- **ACTIVITY**
Report the number of lines in the records below that contain the word "crown", and nothing more.

- **DATA EXTRACTS**
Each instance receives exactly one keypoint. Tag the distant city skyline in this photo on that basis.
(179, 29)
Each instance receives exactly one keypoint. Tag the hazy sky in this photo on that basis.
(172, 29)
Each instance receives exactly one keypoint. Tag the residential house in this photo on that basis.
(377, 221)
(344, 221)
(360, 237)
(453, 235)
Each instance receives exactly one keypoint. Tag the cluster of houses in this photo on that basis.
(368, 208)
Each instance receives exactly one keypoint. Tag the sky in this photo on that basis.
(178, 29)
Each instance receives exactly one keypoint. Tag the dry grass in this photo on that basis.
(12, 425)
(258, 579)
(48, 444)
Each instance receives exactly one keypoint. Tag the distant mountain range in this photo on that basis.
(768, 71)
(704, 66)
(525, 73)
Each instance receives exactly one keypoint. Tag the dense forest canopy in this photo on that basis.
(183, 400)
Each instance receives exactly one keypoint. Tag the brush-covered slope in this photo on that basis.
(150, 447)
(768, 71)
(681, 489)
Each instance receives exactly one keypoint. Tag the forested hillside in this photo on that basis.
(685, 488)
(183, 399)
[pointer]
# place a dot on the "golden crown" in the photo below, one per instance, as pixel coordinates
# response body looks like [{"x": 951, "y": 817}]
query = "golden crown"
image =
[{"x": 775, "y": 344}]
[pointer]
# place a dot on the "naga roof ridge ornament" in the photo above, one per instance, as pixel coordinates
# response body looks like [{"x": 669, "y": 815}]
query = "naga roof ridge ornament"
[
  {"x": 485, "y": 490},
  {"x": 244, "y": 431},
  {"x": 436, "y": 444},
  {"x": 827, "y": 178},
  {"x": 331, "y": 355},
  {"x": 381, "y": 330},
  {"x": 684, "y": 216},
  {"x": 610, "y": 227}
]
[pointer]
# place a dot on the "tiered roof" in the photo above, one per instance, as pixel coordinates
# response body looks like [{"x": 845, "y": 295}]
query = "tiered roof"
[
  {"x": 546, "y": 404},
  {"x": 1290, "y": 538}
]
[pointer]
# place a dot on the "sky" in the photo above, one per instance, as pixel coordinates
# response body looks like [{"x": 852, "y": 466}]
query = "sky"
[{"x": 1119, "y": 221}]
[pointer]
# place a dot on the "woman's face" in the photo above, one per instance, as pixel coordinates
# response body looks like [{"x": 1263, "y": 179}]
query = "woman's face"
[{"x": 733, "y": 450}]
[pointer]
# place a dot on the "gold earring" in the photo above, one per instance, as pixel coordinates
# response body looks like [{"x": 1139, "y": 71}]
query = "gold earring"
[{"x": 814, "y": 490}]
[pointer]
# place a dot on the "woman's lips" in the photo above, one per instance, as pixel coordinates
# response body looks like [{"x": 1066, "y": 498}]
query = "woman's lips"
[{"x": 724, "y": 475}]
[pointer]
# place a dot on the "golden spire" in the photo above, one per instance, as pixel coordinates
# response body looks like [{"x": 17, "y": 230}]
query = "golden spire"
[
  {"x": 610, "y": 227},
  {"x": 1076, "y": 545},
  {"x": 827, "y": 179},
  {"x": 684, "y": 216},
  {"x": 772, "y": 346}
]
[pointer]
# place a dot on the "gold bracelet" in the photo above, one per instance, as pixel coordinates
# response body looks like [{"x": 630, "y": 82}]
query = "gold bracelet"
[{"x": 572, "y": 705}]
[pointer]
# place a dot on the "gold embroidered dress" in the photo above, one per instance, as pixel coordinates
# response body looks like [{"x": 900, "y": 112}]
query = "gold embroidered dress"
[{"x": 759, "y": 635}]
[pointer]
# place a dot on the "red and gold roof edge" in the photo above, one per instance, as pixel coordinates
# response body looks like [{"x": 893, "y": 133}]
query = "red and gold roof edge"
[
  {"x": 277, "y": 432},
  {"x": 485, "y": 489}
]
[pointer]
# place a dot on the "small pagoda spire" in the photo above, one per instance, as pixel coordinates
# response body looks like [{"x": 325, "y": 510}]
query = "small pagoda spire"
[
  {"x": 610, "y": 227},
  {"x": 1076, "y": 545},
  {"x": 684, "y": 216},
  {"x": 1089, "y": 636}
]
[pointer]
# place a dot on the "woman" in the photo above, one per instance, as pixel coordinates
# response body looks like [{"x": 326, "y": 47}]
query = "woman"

- **SOLUTION**
2